** WHAT YOU SHOULD DO **
The lines to output run from the first line of the entries below through the line containing "Target: black metal pole"; copy them exactly and leave out pictures.

** EXERCISE MATERIALS **

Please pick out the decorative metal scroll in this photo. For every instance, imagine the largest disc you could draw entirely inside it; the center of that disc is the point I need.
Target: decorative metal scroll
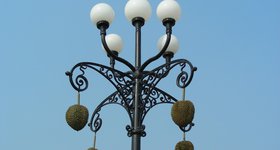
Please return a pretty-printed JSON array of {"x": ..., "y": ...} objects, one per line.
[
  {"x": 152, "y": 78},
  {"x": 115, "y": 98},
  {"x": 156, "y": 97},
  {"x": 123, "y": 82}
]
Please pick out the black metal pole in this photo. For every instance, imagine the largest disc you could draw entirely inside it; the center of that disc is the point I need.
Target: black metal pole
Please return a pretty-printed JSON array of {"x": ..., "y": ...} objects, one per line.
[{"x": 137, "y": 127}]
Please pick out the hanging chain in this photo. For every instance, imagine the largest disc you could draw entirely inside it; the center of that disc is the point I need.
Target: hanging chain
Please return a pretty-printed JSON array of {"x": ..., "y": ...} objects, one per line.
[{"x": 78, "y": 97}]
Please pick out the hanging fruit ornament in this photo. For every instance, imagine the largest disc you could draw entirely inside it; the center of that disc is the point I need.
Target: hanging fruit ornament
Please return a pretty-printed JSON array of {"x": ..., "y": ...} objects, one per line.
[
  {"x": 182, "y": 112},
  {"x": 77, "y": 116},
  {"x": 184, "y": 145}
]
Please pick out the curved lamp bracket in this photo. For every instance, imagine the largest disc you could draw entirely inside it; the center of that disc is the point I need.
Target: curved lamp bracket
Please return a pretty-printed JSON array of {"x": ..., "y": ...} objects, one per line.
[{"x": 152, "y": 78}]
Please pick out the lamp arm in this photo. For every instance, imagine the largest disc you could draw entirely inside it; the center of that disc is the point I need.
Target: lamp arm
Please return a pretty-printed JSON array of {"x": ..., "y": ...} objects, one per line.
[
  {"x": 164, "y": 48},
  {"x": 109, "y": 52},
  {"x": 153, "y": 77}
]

** RESULT OF THE EXERCISE **
Please pick out the decorative metal scroll in this photo. For every instance, imagine the largest disc you could draw entirely inside it; the center of that disc is the point I need.
Target: decorative metal scroll
Please return a pretty-printed JSON array of {"x": ..., "y": ...} objects, one per line.
[
  {"x": 152, "y": 78},
  {"x": 115, "y": 98},
  {"x": 156, "y": 97},
  {"x": 123, "y": 82}
]
Please pick out the black metal pole in this photo. For every instance, imagine the largest disc you could draw entirely inside it; the center of that disc is the point I need.
Target: black metal pole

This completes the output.